Dataset records:

····················

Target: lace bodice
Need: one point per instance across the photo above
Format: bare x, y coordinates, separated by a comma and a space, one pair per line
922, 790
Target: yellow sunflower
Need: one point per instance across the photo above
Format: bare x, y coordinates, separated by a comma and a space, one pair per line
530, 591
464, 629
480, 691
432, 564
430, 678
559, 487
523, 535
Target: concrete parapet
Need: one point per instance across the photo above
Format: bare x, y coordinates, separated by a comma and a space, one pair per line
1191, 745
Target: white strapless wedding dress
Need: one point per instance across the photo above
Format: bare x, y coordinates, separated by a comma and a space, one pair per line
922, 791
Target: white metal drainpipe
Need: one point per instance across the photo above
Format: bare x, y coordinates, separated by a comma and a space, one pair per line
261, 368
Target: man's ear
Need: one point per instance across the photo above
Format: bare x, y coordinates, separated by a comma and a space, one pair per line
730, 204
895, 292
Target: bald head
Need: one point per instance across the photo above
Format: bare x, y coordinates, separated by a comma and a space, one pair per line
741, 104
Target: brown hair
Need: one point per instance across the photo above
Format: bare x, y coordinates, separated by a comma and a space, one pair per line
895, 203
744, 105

····················

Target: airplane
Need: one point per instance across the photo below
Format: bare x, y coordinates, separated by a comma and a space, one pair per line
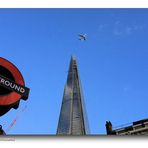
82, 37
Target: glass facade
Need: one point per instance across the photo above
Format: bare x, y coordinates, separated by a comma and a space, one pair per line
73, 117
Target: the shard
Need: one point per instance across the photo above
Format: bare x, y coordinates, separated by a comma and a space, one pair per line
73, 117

····················

→ **WHAT TO DO**:
Extract each line of the items above that contains the string "white". Case matters.

→ **TASK SOLUTION**:
Target: white strapless wedding dress
Target: white metal drainpipe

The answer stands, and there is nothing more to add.